課題:
**1.** メシアについての文章によると、メシアはどの町で育てられたか。
**2.** メシアについての文章から、「神は、約束どおり、ユダヤ人の」から「に生まれた天上のお方でした。」までをそのまま書き写す。
**3.** メシアについての文章を、最後の文の後から書き進める。

ふしぎないのち

神が働く不思議な体験

聖霊を締め出す教会に真理はあるのか

 

 神に律法を与えられ、神のことば(聖書)をゆだねられた割礼の民ユダヤ人たちは、神の約束のメシアを待ち望んでいました。

 

 神は、約束どおり、ユダヤ人の女(処女マリア)の胎に神の御子イエスを宿し、ベツレヘムの地で誕生させられました。神はイスラエルに、神のひとり子を遣わされたのでした。神のひとり子が、神がイスラエルに遣わされたメシアなのです。

 

 メシアは、ダビデ王の子孫ヨセフの子としてナザレの町で育てられました。ナザレのイエスは、人のかたちをした神のひとり子です。肉体を持つ神の御子でした。天から遣わされた救い主です。地上に生まれた天上のお方でした。

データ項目
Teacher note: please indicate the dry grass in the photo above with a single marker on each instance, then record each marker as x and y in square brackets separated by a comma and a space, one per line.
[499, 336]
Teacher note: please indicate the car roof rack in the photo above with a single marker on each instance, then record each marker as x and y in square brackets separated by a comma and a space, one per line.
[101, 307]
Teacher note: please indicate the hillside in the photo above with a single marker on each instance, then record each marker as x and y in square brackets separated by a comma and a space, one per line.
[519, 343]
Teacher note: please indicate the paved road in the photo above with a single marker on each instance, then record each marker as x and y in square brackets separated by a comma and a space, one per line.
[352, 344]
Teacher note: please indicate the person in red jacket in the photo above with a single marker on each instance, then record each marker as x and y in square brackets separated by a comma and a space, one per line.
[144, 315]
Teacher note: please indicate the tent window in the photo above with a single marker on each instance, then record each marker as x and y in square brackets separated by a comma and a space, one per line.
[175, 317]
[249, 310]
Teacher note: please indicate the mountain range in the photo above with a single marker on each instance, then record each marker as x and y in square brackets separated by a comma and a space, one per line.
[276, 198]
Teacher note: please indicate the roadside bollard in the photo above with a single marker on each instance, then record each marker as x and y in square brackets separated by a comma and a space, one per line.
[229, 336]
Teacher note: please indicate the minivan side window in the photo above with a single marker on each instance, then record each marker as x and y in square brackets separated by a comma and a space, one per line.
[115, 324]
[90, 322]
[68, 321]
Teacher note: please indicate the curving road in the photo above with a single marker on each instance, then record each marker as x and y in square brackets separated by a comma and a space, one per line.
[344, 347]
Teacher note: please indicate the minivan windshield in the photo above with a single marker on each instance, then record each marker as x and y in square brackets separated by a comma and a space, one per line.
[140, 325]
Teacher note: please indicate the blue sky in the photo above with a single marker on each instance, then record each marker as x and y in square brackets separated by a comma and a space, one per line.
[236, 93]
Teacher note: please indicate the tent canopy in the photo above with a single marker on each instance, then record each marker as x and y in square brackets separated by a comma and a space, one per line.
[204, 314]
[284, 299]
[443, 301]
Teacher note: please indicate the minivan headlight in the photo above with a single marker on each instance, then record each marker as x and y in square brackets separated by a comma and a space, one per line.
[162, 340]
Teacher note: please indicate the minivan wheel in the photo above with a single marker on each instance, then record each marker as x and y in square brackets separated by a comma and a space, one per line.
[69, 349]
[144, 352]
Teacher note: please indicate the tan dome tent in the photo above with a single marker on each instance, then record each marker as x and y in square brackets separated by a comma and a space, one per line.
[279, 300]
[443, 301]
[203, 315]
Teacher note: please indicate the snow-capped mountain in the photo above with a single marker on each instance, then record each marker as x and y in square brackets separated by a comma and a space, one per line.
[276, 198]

最終結果:
**1.** ナザレの町。

**2.**
神は、約束どおり、ユダヤ人の女(処女マリア)の胎に神の御子イエスを宿し、ベツレヘムの地で誕生させられました。神はイスラエルに、神のひとり子を遣わされたのでした。神のひとり子が、神がイスラエルに遣わされたメシアなのです。

 

 メシアは、ダビデ王の子孫ヨセフの子としてナザレの町で育てられました。ナザレのイエスは、人のかたちをした神のひとり子です。肉体を持つ神の御子でした。天から遣わされた救い主です。地上に生まれた天上のお方でした。

**3.**
 

 イエス・キリストは、神と神の民イスラエルとの契約の成就として、世に現われたのです。聖書のことばは成就しました。メシアに関する数々の預言は、ナザレのイエスにおいて、ことごとく成就します。

 

 神の御子イエスは、天から下って来られた聖霊とともに、イスラエルを巡られ、ユダヤ人たちの間を歩まれました。イエスは、生ける神を解き明かすまことの祭司です。イエスは、イスラエルの神を父なる神として知らせました。

 

 イエスは、父なる神のことばを語り、父の栄光を現わされました。永遠に生きておられる霊なる神の栄光です。癒し、死人を生き返らせ、悪霊を追い出されました。

 しかし、文字の律法を神とする祭司や律法学者やパリサイ人たちは、霊なる働きを悪霊によるものだと捉えました。聖霊のいのちの働きを悟ることがありませんでした。生ける神を信じていなかったのです。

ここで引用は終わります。